**Task statement**
Pictures stay out of this copy, which runs from the first line of the material through the line containing "[segment] overcast sky".

**Data supplied**
☆ ☆ ☆ ☆ ☆ ☆ ☆
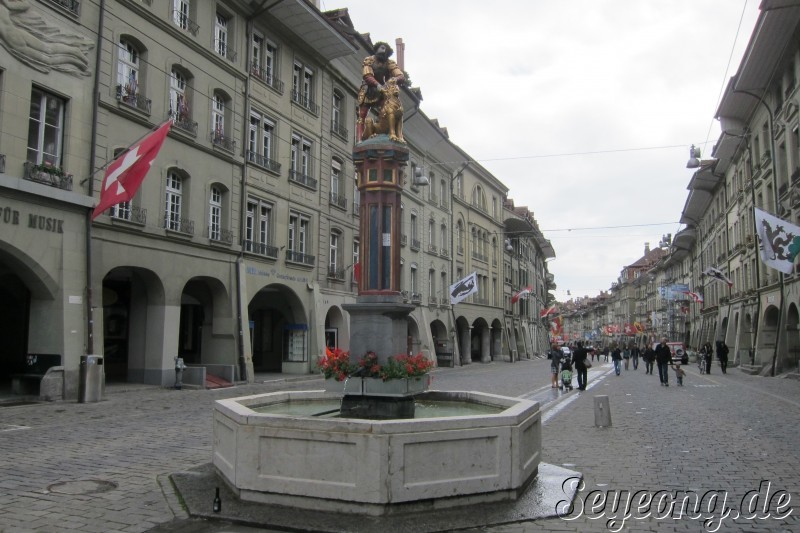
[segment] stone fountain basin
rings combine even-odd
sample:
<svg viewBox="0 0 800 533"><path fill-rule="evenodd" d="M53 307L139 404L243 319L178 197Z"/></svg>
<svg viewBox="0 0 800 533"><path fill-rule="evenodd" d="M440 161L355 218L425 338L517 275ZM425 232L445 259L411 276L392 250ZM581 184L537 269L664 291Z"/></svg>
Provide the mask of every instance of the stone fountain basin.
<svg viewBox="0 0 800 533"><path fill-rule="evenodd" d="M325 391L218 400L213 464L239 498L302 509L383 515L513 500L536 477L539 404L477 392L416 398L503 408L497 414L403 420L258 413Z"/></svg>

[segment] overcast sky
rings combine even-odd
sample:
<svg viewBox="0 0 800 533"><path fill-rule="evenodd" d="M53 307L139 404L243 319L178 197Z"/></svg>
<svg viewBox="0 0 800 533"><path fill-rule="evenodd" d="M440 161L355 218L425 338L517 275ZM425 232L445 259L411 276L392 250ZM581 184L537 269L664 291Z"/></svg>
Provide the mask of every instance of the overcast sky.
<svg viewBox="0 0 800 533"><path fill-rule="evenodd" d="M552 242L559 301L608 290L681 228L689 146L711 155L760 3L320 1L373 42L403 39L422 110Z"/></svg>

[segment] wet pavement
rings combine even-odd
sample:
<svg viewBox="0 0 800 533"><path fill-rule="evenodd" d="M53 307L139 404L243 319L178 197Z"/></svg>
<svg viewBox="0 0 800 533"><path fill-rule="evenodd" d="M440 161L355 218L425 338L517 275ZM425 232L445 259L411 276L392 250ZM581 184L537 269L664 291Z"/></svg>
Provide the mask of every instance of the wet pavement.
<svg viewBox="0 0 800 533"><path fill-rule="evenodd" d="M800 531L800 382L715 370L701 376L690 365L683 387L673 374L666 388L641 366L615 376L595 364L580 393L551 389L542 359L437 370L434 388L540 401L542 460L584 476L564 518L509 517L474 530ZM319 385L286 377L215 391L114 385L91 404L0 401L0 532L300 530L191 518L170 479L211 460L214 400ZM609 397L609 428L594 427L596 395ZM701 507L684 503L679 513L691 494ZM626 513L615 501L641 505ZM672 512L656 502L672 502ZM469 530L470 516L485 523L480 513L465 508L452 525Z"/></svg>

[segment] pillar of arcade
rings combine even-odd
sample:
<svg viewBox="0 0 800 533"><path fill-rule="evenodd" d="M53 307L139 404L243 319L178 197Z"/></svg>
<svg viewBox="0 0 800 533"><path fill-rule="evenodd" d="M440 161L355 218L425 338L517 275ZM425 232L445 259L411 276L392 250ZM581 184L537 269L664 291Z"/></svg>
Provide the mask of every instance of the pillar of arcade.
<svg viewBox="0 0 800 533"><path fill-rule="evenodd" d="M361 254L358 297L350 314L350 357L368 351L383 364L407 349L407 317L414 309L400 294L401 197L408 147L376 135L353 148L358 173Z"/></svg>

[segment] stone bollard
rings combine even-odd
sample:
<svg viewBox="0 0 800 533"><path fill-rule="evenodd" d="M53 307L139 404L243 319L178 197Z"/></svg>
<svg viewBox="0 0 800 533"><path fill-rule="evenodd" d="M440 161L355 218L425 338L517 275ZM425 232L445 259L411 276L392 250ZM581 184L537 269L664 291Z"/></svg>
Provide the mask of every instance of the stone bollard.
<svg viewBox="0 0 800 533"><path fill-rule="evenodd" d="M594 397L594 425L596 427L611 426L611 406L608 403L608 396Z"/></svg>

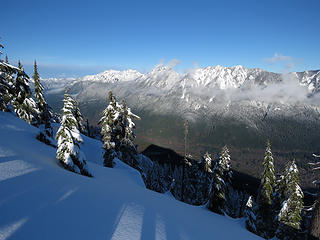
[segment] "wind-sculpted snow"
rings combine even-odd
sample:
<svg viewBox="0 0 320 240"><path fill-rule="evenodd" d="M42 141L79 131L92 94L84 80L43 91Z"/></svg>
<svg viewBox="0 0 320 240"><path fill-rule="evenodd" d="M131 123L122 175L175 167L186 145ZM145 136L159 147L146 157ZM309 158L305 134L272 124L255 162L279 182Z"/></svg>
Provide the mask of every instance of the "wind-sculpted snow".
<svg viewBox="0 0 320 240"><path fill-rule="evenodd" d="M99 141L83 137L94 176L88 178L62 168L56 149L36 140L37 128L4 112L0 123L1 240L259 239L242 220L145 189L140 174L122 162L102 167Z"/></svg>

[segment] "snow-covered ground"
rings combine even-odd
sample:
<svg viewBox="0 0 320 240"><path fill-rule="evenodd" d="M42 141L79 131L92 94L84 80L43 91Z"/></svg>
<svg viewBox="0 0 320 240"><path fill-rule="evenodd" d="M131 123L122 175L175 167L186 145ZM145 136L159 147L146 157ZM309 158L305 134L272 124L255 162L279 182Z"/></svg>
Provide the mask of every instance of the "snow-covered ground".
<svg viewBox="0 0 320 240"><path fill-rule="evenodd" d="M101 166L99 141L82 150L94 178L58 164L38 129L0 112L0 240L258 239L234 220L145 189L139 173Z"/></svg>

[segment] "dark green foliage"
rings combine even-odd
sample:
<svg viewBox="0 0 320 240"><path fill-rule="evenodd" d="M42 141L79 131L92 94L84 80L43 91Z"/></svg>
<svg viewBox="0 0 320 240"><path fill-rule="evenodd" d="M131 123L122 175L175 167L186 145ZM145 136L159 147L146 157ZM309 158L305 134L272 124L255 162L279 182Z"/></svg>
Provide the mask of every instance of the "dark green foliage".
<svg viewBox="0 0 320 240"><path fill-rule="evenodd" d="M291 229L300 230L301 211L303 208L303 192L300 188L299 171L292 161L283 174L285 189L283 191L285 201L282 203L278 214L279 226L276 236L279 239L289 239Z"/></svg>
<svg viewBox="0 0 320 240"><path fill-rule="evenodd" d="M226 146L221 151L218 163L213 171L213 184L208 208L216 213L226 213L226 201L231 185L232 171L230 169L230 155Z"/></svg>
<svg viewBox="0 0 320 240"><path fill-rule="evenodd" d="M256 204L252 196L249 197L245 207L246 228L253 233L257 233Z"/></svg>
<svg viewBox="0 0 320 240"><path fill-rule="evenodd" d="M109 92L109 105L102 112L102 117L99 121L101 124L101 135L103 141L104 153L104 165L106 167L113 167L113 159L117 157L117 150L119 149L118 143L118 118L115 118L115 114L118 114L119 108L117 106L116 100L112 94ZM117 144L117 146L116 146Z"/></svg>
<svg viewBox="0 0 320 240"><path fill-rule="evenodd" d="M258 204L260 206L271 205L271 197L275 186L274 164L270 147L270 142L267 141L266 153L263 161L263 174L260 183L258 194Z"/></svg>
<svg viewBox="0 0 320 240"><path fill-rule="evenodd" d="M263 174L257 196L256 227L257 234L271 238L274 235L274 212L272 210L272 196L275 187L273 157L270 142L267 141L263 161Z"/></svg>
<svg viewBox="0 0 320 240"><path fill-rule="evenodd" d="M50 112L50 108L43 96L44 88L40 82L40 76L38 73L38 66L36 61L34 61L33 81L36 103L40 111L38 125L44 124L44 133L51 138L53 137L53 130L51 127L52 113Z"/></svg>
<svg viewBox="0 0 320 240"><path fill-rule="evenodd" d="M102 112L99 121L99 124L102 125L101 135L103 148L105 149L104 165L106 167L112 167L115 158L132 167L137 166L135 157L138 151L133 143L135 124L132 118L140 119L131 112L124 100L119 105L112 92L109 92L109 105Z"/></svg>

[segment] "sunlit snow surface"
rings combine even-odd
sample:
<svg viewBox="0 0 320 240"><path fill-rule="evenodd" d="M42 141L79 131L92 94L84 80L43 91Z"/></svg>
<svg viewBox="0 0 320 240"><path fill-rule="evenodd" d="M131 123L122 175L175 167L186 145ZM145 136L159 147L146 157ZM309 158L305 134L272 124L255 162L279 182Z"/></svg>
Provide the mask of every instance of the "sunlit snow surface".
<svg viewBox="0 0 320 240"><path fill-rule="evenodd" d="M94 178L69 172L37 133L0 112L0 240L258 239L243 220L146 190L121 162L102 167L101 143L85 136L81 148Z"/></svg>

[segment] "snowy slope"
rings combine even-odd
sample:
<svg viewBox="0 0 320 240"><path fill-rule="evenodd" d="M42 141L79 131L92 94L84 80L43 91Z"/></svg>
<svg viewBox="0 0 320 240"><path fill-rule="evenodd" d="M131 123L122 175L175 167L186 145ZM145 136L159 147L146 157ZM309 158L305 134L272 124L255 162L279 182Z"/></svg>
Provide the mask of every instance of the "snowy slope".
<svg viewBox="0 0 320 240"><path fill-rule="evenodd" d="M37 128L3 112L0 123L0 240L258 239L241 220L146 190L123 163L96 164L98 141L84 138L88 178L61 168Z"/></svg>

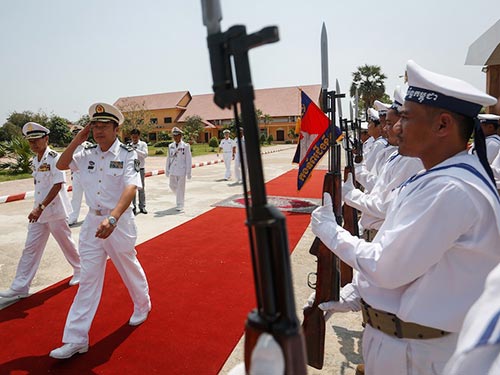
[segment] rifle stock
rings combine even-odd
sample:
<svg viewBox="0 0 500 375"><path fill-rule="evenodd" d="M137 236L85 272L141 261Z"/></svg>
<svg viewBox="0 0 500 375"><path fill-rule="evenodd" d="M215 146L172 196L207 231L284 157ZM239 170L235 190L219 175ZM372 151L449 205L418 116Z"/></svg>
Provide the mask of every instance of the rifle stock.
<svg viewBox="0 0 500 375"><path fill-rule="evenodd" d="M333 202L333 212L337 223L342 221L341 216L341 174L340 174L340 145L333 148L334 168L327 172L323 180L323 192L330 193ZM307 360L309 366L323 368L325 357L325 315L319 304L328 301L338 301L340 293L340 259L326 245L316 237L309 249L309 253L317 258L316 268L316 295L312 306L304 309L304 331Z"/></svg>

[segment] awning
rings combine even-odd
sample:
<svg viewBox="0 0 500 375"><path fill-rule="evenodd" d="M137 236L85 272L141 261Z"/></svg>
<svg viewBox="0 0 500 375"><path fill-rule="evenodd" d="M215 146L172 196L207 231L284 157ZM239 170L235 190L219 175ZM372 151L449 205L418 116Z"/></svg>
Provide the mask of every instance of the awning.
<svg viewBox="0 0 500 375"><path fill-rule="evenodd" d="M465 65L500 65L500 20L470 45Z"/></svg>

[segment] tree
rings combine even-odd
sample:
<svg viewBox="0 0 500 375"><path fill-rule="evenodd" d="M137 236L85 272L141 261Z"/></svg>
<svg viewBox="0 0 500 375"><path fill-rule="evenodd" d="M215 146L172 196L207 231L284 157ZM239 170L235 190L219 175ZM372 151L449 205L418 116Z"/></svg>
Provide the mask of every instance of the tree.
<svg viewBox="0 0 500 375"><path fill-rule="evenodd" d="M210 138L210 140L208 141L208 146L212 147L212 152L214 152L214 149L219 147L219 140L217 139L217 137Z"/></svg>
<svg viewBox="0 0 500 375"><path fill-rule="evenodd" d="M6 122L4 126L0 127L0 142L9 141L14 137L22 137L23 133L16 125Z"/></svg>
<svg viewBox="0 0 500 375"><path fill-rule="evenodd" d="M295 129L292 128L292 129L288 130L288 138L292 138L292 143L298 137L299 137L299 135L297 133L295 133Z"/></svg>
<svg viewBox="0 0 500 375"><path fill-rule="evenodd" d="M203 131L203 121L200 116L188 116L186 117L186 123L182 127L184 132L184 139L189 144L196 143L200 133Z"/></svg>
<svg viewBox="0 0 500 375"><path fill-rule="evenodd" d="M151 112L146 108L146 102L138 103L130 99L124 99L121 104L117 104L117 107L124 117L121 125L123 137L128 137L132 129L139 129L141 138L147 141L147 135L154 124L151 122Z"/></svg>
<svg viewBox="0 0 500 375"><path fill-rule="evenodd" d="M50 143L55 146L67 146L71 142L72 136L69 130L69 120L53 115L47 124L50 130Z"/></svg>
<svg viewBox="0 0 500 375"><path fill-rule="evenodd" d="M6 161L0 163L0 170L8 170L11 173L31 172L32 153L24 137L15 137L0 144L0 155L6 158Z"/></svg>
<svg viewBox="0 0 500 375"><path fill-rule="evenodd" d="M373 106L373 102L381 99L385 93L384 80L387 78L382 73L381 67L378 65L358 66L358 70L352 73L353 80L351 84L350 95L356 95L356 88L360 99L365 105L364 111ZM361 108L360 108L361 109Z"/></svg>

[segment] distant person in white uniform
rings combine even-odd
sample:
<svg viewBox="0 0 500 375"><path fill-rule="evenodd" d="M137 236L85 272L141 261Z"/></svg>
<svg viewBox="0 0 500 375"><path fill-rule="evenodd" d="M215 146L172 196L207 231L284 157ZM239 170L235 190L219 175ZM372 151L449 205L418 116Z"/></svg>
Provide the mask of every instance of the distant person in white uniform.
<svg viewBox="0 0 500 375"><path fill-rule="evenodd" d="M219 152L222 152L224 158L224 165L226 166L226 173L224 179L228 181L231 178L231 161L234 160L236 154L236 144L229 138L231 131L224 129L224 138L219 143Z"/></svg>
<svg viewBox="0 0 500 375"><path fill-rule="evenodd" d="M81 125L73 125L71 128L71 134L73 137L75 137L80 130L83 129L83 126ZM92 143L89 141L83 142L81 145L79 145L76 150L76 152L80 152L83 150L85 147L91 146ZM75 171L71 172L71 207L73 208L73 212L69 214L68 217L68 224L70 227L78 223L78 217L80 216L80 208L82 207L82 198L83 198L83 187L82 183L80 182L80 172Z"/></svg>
☆ ☆ ☆ ☆ ☆ ☆ ☆
**Answer box**
[segment] stone fountain basin
rings combine even-odd
sample:
<svg viewBox="0 0 800 533"><path fill-rule="evenodd" d="M53 307L139 404L243 319L178 197Z"/></svg>
<svg viewBox="0 0 800 533"><path fill-rule="evenodd" d="M440 161L355 218L425 338L517 275ZM425 232L445 259L411 276L392 250ZM581 184L537 269L664 291Z"/></svg>
Provide the mask of every instance of the stone fountain basin.
<svg viewBox="0 0 800 533"><path fill-rule="evenodd" d="M325 391L218 400L213 464L239 498L302 509L383 515L513 500L536 477L539 404L477 392L416 398L503 408L497 414L403 420L258 413Z"/></svg>

[segment] overcast sky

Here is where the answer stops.